_DAFTAR TUGAS:_
1. Tuliskan kembali tanpa perubahan bagian teks tentang perjuangan Panggulu Passi, mulai dari "Rakyat Passi (Moyag)" sampai "Johanes Manuel Manoppo.".
2. Berdasarkan teks tentang perjuangan Panggulu Passi, apa yang membuat penjajah kolonial gentar? Jelaskan dalam satu sampai tiga kalimat.

##### HALAMAN #####

#BlogArchive1 .widget-content{ height:100px; width:auto; overflow:auto; }

04 Januari, 2021

PERJUANGAN PANGGULU PASSI MEMBELA RAKYAT PEDALAMAN MONGONDOW


Rakyat Passi (Moyag) Tanggal 21 November 1872

Pedalaman Mongondow yang di masa lampau di sebut Lopa Mogutalong mempunyai dua wilayah adat yang masing masing di pimpin oleh Panggulu yakni  Passi dan Lolayan. Ketika rakyat di dua wilayah adat ini Bersatu maka penjajah colonial pun gentar, bahkan dua kekuatan ini mampu melindungi pemimpinnya ( Raja ) sebagaimana yang terjadi pada Raja Salmon Manoppo bahkan bisa memakzulkan Raja sebagaimana yang di alami oleh Raja AC Manoppo maupun Raja Johanes Manuel Manoppo.

##### DATA HASIL EKSTRAKSI #####

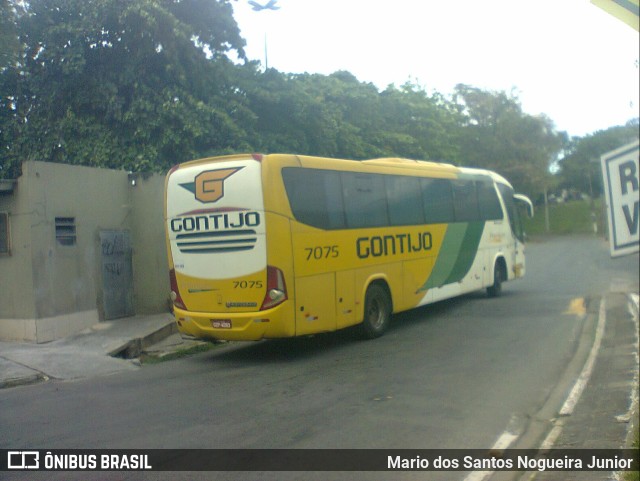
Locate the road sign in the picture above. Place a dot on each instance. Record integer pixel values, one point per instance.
(620, 172)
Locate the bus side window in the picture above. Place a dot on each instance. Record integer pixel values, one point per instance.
(365, 200)
(315, 197)
(490, 208)
(437, 201)
(465, 200)
(404, 199)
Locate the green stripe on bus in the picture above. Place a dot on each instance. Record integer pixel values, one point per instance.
(467, 253)
(453, 240)
(458, 251)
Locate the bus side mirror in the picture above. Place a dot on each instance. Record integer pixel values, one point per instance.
(526, 201)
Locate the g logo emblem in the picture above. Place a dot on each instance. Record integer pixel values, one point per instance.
(208, 186)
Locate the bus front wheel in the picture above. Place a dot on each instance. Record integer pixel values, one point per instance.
(377, 312)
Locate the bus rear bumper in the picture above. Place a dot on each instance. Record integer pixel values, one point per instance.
(244, 326)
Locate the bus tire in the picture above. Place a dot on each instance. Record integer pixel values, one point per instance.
(499, 276)
(377, 312)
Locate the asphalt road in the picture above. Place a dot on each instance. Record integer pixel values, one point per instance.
(452, 375)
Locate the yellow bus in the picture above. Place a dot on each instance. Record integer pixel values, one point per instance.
(272, 246)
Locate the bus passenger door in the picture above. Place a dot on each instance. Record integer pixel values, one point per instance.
(315, 304)
(522, 204)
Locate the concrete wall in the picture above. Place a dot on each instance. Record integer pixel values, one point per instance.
(50, 290)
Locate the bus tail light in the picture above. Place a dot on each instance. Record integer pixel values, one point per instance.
(276, 289)
(175, 293)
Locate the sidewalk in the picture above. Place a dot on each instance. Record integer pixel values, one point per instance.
(105, 348)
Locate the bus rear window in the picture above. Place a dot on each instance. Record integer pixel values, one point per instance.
(315, 197)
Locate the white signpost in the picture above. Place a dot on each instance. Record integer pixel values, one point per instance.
(620, 172)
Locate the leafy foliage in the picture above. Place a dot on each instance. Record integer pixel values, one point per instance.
(147, 84)
(580, 167)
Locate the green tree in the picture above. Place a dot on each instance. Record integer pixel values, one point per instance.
(9, 45)
(580, 167)
(113, 83)
(498, 135)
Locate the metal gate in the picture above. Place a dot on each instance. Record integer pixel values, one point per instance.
(117, 274)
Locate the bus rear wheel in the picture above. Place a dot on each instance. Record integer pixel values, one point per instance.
(499, 276)
(377, 312)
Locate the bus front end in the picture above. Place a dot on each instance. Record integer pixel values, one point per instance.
(222, 286)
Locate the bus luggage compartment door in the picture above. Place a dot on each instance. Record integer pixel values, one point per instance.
(315, 304)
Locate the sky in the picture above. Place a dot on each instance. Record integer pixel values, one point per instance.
(566, 59)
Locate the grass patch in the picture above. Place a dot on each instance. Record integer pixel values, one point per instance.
(179, 354)
(634, 475)
(567, 218)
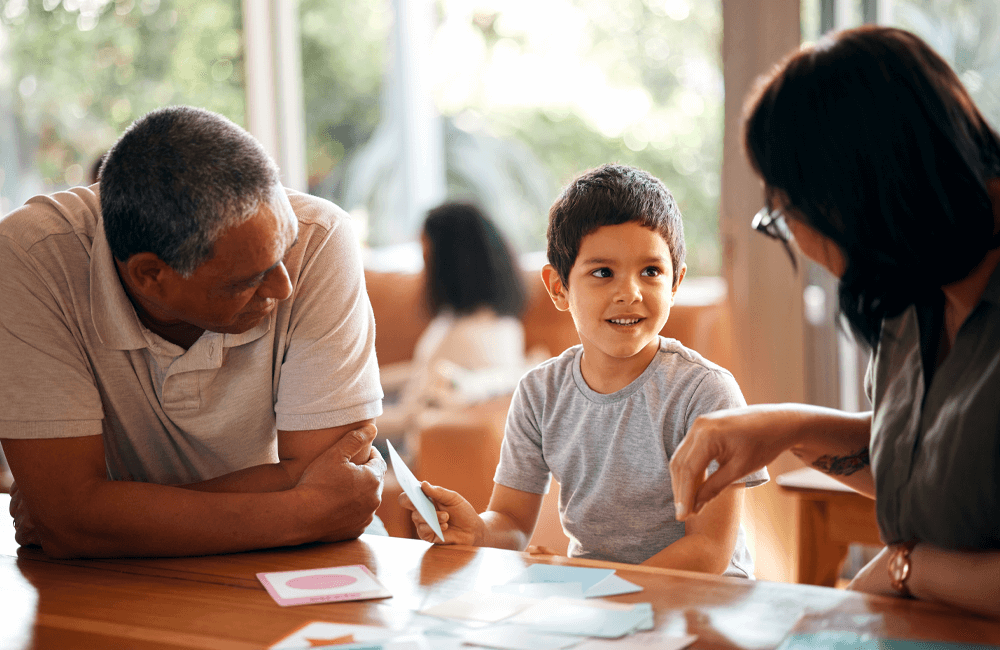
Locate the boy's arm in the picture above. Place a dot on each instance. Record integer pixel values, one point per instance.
(507, 523)
(709, 537)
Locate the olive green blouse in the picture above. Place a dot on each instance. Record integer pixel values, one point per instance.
(935, 444)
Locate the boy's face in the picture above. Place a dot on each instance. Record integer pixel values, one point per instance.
(619, 292)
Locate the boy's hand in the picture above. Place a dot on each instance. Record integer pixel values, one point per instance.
(459, 521)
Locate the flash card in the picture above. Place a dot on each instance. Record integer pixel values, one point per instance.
(327, 585)
(411, 486)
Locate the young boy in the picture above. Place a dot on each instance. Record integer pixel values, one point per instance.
(605, 416)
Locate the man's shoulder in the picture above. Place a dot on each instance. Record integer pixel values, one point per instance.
(316, 211)
(75, 212)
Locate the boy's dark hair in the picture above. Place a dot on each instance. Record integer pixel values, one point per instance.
(470, 265)
(608, 196)
(876, 144)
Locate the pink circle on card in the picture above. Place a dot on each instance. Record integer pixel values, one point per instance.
(327, 581)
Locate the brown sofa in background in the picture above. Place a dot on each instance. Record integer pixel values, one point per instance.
(459, 449)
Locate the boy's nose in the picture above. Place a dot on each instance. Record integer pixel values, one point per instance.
(628, 291)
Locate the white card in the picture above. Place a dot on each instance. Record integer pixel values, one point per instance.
(411, 486)
(612, 586)
(645, 640)
(354, 582)
(541, 590)
(509, 637)
(476, 606)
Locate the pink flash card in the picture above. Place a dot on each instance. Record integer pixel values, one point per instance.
(327, 585)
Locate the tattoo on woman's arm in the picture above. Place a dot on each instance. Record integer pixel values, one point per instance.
(843, 465)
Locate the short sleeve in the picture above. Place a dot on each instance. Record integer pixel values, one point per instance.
(718, 390)
(47, 387)
(329, 372)
(522, 464)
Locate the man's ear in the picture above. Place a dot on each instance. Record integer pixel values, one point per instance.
(147, 274)
(555, 287)
(677, 282)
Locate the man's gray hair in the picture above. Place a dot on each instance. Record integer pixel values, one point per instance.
(176, 179)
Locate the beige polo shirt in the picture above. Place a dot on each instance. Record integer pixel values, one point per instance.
(935, 445)
(76, 361)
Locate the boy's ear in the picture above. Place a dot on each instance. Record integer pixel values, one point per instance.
(555, 287)
(677, 282)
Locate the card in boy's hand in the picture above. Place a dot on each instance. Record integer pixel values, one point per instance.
(354, 582)
(411, 486)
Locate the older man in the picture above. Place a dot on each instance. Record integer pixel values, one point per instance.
(188, 355)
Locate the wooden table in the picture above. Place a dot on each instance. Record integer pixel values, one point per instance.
(829, 518)
(217, 603)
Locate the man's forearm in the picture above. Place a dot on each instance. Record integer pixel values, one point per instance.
(273, 477)
(116, 519)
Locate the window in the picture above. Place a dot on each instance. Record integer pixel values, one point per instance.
(524, 95)
(75, 73)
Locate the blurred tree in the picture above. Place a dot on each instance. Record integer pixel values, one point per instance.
(660, 58)
(967, 34)
(77, 72)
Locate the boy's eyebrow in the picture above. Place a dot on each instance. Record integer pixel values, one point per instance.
(610, 260)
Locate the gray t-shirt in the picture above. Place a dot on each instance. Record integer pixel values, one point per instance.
(611, 453)
(935, 449)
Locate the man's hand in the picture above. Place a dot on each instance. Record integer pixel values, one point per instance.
(344, 494)
(24, 530)
(459, 521)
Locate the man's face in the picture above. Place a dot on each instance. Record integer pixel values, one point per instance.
(245, 279)
(620, 291)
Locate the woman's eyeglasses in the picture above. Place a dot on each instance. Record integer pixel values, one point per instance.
(772, 223)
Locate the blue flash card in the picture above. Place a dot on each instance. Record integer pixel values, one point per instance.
(411, 486)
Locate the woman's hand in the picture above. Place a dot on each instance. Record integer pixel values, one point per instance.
(742, 440)
(873, 578)
(459, 521)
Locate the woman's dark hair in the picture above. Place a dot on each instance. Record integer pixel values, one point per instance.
(469, 264)
(876, 145)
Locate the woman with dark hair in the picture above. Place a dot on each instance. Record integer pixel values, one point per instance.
(876, 162)
(474, 344)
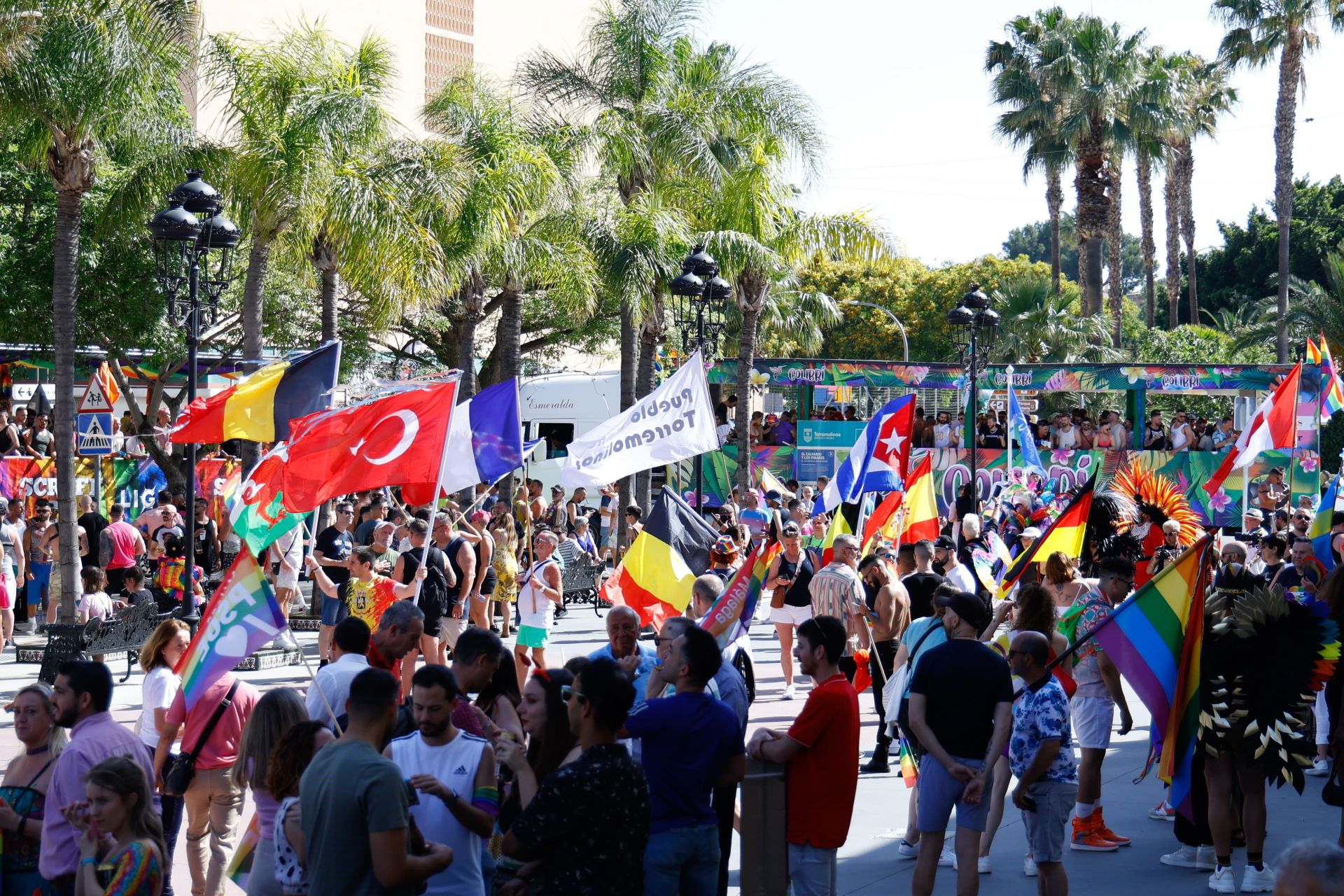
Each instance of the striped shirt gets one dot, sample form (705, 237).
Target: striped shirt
(836, 592)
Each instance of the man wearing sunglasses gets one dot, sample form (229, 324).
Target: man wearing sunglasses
(588, 827)
(1094, 704)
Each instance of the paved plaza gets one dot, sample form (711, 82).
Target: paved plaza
(869, 862)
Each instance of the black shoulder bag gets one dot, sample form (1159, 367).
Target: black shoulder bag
(183, 769)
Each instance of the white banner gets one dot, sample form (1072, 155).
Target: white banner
(671, 424)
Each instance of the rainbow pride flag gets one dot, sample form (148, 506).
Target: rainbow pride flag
(1155, 638)
(732, 614)
(1332, 388)
(239, 867)
(241, 618)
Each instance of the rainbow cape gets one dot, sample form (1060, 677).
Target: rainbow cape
(732, 614)
(241, 618)
(1155, 638)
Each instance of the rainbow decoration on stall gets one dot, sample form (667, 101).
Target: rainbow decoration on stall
(241, 618)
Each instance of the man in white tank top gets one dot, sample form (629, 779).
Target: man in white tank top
(454, 777)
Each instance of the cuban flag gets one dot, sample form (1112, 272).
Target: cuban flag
(879, 458)
(1022, 431)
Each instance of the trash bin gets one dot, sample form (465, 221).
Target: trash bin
(765, 852)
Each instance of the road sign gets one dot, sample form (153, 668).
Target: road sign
(96, 434)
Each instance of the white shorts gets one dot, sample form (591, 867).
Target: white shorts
(1093, 719)
(790, 615)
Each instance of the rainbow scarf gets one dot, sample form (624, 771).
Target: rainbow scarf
(732, 614)
(238, 621)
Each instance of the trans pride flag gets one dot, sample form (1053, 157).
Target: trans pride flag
(241, 618)
(1155, 638)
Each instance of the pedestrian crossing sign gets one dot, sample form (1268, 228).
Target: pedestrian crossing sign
(96, 434)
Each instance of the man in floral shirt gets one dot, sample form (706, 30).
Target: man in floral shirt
(1042, 757)
(1093, 708)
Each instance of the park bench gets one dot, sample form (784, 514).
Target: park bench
(582, 577)
(125, 631)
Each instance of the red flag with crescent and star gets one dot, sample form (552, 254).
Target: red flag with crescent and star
(386, 441)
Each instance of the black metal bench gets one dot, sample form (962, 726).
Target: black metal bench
(128, 631)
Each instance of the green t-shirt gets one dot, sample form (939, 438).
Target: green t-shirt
(349, 792)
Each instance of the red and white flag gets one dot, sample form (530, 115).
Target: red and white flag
(1273, 429)
(387, 441)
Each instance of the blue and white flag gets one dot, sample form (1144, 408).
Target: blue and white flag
(879, 458)
(1023, 433)
(484, 440)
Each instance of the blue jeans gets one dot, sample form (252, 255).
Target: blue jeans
(683, 860)
(812, 871)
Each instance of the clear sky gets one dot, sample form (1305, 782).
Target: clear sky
(906, 109)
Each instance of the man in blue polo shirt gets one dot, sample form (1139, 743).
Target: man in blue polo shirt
(691, 743)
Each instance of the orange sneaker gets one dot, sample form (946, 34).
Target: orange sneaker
(1107, 833)
(1086, 839)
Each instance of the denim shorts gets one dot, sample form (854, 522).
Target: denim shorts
(940, 793)
(1046, 825)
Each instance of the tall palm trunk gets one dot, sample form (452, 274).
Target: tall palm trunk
(258, 260)
(1054, 202)
(64, 308)
(1114, 241)
(1093, 216)
(1187, 223)
(1289, 77)
(1171, 198)
(753, 290)
(1149, 248)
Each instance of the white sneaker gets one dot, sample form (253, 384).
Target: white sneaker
(1222, 881)
(1183, 858)
(1259, 881)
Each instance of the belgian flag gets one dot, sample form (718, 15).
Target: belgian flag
(655, 577)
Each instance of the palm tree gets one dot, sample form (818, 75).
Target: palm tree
(1044, 327)
(1032, 118)
(1097, 69)
(92, 74)
(296, 108)
(1256, 30)
(1202, 96)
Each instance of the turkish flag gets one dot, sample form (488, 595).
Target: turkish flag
(386, 441)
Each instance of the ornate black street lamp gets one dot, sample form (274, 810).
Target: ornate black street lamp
(186, 234)
(976, 324)
(698, 298)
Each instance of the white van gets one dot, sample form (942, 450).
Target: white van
(559, 407)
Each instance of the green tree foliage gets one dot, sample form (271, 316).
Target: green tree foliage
(917, 295)
(1032, 241)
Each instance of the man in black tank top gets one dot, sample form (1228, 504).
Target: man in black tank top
(790, 574)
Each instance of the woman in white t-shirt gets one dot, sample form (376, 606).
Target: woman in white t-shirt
(159, 657)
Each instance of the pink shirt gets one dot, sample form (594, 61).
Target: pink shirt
(220, 750)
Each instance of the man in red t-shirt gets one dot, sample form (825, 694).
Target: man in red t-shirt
(822, 750)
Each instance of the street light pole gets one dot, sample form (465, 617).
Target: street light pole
(905, 343)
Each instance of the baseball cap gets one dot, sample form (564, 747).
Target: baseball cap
(967, 606)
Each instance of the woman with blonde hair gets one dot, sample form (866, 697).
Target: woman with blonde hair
(159, 657)
(274, 713)
(121, 852)
(1060, 580)
(23, 794)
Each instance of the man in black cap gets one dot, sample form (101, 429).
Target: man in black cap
(961, 713)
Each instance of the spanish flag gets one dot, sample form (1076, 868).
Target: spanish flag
(1066, 533)
(921, 504)
(261, 406)
(655, 577)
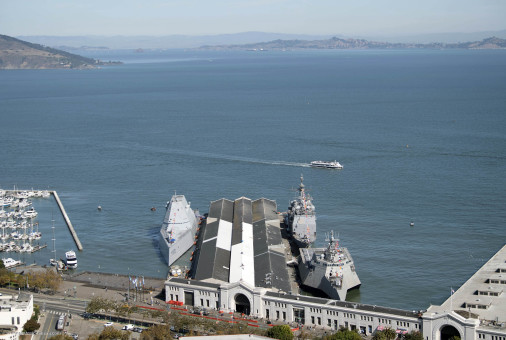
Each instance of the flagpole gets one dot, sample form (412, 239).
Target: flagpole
(451, 299)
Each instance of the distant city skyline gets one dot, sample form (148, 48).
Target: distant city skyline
(325, 17)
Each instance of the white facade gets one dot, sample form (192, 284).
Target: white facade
(327, 313)
(15, 311)
(284, 307)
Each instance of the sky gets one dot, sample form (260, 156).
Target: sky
(210, 17)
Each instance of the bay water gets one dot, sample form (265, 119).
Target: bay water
(421, 135)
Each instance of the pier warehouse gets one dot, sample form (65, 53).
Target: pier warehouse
(241, 266)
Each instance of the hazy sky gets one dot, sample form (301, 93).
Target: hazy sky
(199, 17)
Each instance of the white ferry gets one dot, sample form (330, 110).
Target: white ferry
(71, 259)
(328, 165)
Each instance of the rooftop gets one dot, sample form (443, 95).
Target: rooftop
(483, 294)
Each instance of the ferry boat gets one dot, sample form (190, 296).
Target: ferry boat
(71, 259)
(327, 165)
(179, 228)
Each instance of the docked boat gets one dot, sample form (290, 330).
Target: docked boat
(178, 231)
(70, 259)
(327, 165)
(301, 219)
(31, 213)
(330, 270)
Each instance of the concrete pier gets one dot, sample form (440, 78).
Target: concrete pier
(67, 220)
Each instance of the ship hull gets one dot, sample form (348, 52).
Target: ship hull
(315, 277)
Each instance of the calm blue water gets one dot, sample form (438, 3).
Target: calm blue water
(421, 135)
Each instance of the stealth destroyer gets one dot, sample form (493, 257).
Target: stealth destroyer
(330, 270)
(301, 219)
(179, 227)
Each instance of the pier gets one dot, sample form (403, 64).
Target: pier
(62, 209)
(67, 220)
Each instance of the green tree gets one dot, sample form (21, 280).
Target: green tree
(99, 303)
(113, 333)
(61, 337)
(281, 332)
(390, 333)
(414, 335)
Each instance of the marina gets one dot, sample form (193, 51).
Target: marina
(19, 228)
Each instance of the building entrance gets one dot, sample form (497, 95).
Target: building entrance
(242, 304)
(448, 332)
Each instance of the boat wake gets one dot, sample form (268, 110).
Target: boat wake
(205, 155)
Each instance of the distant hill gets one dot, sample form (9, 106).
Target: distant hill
(98, 42)
(72, 43)
(19, 54)
(338, 43)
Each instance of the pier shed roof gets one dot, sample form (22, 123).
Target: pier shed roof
(242, 241)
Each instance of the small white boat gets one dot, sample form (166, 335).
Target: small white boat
(10, 262)
(71, 259)
(327, 165)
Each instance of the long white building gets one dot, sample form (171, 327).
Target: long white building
(224, 280)
(15, 311)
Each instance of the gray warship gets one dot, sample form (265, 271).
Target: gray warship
(300, 218)
(179, 227)
(330, 270)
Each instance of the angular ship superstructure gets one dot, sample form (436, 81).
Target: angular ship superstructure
(330, 270)
(301, 219)
(178, 230)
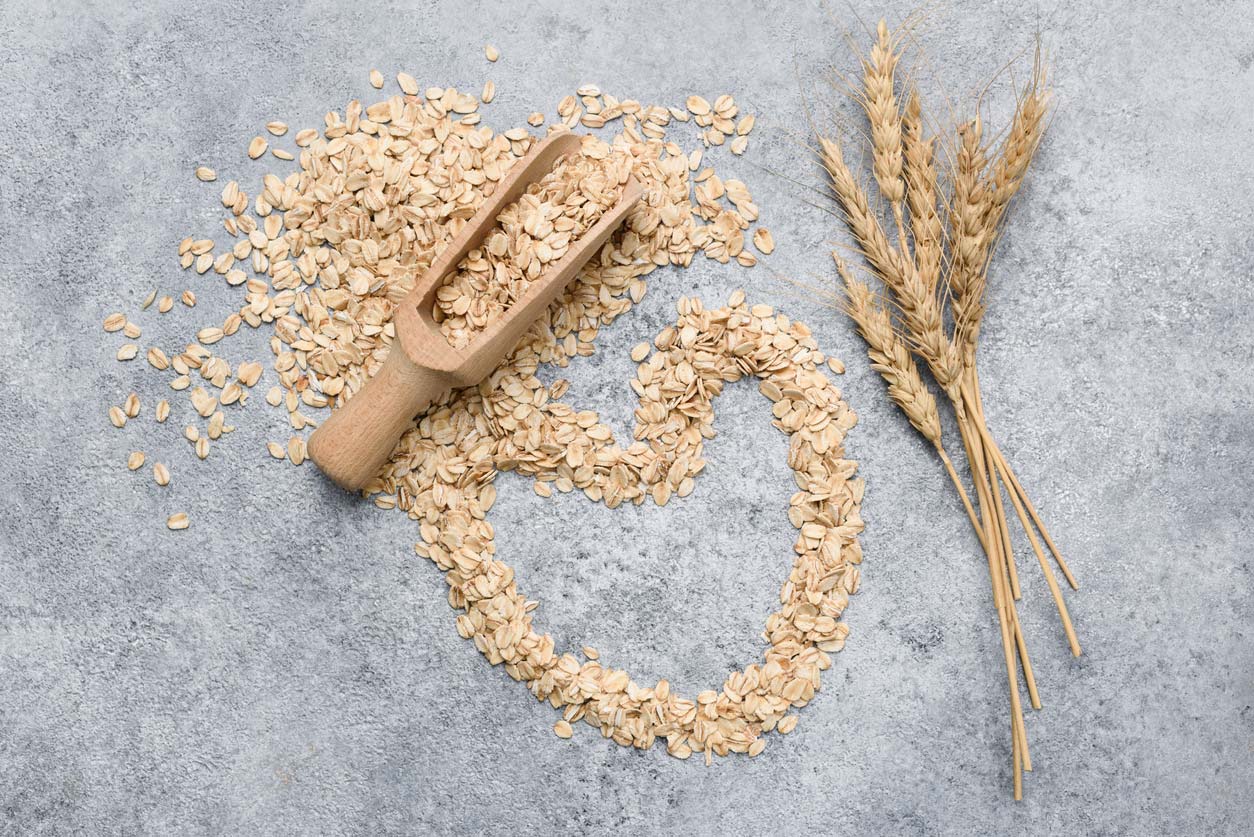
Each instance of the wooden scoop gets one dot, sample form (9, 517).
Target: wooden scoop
(359, 437)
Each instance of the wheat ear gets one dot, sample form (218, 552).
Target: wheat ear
(921, 192)
(919, 306)
(879, 102)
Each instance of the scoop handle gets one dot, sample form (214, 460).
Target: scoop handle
(356, 439)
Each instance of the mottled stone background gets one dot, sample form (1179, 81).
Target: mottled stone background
(289, 666)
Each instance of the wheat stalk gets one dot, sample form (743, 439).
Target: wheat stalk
(909, 319)
(921, 192)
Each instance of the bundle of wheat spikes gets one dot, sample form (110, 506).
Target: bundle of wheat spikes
(932, 303)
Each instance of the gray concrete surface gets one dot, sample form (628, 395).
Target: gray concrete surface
(289, 666)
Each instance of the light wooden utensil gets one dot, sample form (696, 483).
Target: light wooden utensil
(359, 437)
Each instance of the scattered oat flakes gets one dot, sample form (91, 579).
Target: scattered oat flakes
(697, 106)
(764, 241)
(408, 83)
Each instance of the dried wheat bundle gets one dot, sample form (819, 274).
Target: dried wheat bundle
(929, 250)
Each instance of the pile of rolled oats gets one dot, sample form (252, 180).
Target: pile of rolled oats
(335, 245)
(531, 234)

#####

_JAWABAN TIAP TUGAS:_
1.
Rakyat Passi (Moyag) Tanggal 21 November 1872

Pedalaman Mongondow yang di masa lampau di sebut Lopa Mogutalong mempunyai dua wilayah adat yang masing masing di pimpin oleh Panggulu yakni  Passi dan Lolayan. Ketika rakyat di dua wilayah adat ini Bersatu maka penjajah colonial pun gentar, bahkan dua kekuatan ini mampu melindungi pemimpinnya ( Raja ) sebagaimana yang terjadi pada Raja Salmon Manoppo bahkan bisa memakzulkan Raja sebagaimana yang di alami oleh Raja AC Manoppo maupun Raja Johanes Manuel Manoppo.

2. Penjajah kolonial gentar ketika rakyat di dua wilayah adat Pedalaman Mongondow, yaitu Passi dan Lolayan, bersatu. Dua kekuatan itu bahkan mampu melindungi raja mereka, seperti Raja Salmon Manoppo, dan bisa memakzulkan raja, seperti Raja AC Manoppo dan Raja Johanes Manuel Manoppo.